◆ What this task involves ◆
Collect each line in the entries below that contains the word "umbrella".

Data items
= = = =
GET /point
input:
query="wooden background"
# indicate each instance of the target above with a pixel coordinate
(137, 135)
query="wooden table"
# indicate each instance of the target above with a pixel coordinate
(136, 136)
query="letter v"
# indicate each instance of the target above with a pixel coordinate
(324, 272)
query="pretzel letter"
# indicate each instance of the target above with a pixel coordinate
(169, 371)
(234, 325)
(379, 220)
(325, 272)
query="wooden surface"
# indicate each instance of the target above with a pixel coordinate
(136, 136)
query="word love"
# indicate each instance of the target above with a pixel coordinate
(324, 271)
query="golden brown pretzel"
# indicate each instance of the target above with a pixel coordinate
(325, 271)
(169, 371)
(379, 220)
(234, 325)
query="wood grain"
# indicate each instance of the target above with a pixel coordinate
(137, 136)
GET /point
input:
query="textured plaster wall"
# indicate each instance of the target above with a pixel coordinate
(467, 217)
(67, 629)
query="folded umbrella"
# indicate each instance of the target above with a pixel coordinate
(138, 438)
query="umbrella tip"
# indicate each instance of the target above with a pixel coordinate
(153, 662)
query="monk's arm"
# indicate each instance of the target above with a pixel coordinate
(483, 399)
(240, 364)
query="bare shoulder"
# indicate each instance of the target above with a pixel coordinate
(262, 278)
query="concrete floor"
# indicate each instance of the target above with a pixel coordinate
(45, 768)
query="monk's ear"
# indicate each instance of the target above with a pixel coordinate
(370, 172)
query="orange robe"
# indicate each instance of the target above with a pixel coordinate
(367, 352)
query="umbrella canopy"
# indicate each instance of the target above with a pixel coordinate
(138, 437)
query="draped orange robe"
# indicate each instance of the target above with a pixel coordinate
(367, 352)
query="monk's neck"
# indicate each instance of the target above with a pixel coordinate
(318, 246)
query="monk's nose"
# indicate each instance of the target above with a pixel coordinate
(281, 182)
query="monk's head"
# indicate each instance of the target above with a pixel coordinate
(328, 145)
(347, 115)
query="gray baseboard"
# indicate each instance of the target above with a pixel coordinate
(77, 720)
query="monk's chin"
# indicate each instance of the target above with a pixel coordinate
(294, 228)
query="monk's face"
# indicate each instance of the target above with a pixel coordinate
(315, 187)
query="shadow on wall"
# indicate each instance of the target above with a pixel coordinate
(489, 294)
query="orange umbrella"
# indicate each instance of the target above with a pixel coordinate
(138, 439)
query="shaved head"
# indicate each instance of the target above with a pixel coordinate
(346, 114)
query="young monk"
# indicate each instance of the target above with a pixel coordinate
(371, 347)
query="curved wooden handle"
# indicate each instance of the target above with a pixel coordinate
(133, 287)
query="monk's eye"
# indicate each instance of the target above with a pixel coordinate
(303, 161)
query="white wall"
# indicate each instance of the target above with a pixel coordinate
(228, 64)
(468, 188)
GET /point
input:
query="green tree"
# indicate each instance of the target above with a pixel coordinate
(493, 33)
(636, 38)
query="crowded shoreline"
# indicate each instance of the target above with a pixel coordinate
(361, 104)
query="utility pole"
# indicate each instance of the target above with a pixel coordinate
= = = =
◆ Written reply ◆
query="folded umbrella"
query="umbrella tip"
query="umbrella canopy"
query="orange umbrella"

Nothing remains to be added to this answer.